§ **What is asked**
Could you reproduce each of the lines below word for word, without changing anything?

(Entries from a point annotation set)
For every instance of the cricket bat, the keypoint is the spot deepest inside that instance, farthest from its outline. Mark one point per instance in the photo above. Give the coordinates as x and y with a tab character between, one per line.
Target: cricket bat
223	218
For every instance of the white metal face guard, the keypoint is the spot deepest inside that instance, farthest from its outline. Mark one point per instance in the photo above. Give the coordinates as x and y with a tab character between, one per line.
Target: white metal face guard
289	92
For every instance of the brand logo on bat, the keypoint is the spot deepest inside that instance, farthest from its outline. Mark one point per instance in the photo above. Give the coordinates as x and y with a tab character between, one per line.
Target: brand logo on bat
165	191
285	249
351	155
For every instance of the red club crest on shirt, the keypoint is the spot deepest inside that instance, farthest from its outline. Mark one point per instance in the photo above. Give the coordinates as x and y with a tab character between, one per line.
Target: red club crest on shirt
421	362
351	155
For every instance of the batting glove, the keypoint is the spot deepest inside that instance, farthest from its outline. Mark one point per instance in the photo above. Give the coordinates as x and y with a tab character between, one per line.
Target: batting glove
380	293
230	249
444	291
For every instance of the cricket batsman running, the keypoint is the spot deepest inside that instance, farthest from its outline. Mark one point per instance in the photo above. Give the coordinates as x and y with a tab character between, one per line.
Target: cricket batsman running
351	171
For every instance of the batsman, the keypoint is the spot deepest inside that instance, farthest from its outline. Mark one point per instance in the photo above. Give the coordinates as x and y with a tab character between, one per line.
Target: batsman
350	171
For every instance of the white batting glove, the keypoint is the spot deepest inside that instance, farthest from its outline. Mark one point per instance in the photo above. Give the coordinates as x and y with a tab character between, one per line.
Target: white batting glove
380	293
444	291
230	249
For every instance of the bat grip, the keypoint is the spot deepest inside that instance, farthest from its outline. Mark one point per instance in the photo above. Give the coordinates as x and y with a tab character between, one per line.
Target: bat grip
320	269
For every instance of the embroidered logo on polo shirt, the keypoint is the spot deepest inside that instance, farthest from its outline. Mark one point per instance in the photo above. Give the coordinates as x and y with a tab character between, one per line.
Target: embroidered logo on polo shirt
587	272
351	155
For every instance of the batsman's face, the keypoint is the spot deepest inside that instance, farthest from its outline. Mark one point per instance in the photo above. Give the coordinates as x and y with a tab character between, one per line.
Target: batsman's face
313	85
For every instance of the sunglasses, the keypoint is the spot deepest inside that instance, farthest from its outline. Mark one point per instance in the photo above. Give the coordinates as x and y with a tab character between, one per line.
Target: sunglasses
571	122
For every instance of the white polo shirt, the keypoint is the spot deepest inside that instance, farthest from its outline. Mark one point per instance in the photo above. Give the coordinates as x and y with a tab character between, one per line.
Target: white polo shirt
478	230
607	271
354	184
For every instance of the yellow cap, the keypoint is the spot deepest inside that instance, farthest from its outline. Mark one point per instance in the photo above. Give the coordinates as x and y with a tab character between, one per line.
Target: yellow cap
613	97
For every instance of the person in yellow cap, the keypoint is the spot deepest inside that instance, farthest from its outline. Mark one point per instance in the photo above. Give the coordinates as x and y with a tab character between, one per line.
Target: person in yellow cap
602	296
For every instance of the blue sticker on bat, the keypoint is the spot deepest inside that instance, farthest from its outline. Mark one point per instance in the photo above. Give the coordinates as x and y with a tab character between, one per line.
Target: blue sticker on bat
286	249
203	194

§ **Exercise solution**
For every instance of the cricket bat, the keypoint is the spot deepest inside that instance, farthest from its outline. Mark one point per instance in the photo above. Give the coordinates as x and y with a tab character between, one per line.
Target: cricket bat
223	218
For every instance of the white metal face guard, the keypoint is the spot deepest inside that instance, farthest from its outline. Mark one point per instance in the photo above. Give the coordinates as x and y with a tab character between, one per line.
Target: white metal face guard
289	92
For every instance of the brand logo on bat, the keypoint is the spot deepest inside that instance, farthest from its outline. Mark one point per instance in the photo above. Give the coordinates as x and y with a tab character between, one per line.
Target: brand logo on bat
165	191
285	249
351	155
For every instance of the red club crest on shirt, the keypoint is the spot deepest inside that instance, farthest from its outline. Mark one point per instance in the photo above. Give the coordinates as x and y with a tab character between, one per line.
Target: red club crest on shirt
421	362
351	155
For every instance of the batting glove, the keypoint is the spot deepest inside that instance, farthest from its outline. Mark one point per instance in the photo above. Give the coordinates as x and y with a tab character between, one per line.
Target: batting glove
380	293
230	249
444	291
For every instance of the cricket batsman running, the keypoint is the spot deepest inside that instance, farthest from its outline. Mark one point per instance in the photo above. Give the coordinates as x and y with a tab character between, one per line.
Target: cricket batsman running
351	171
For every instance of the batsman, the keypoint is the spot deepest inside that instance, farthest from its outline. Mark one point per instance in the photo above. Give the coordinates as x and y with a tab character between, one per line.
Target: batsman
350	171
For every instance of the white batting glove, the keypoint is the spot deepest inside that instance, farthest from its outline. Mark one point per instance in the photo above. Give the coordinates as x and y with a tab character between, one per line.
Target: white batting glove
380	293
444	291
230	249
For every instance of the bat grip, the keypoint is the spot deepest inside that instance, farthest from its outline. Mark one point per instance in the photo above. Give the coordinates as x and y with a tab character between, one per line.
Target: bat grip
320	269
For every instance of the embroidered logo on polo shirt, the keypoint is the spot deepest inside that instance, farthest from its outline. Mark one point per instance in the photo above. Give the coordinates as x and y with a tab character between, one per line.
Target: embroidered logo on polo shirt
587	272
351	155
For every instance of the batsman's face, the keypoint is the spot deepest inside that instance, farthest from its outline. Mark one point per instance in the photo above. Give the coordinates as x and y with a tab character between, one per line.
Target: batsman's face
313	85
For every instance of the sunglasses, the keypoint is the spot deepest inside that instance, farthest from its outline. Mark one point per instance in the photo above. Give the coordinates as x and y with a tab character between, one per line.
Target: sunglasses
571	122
For every instance of the white polo shirt, the keypoint is the spot deepest inside that instance, farthest from its outline. Mark one point per instance in the photo above. Give the coordinates as x and y with a tab character between, one per line.
Target: white polo shirt
478	230
607	271
354	184
For every instance of the yellow cap, the keypoint is the spot deepest inside that instance, farthest from its outline. Mark one point per instance in the photo above. Give the coordinates as x and y with a tab character between, one per line.
Target: yellow cap
613	97
For every instance of the person in yellow cap, the keypoint is the spot deepest inside that instance, farthest from its outline. Mark one point per instance in the photo above. Give the coordinates as x and y with a tab character between, one per line.
Target: person in yellow cap
602	296
For every instance of the blue sticker on bat, the keypoint is the spot deepest inside that instance, farthest from its outline. Mark one point per instance in the photo above. Give the coordinates as x and y with a tab character between, one per line.
Target: blue sticker on bat
286	249
203	194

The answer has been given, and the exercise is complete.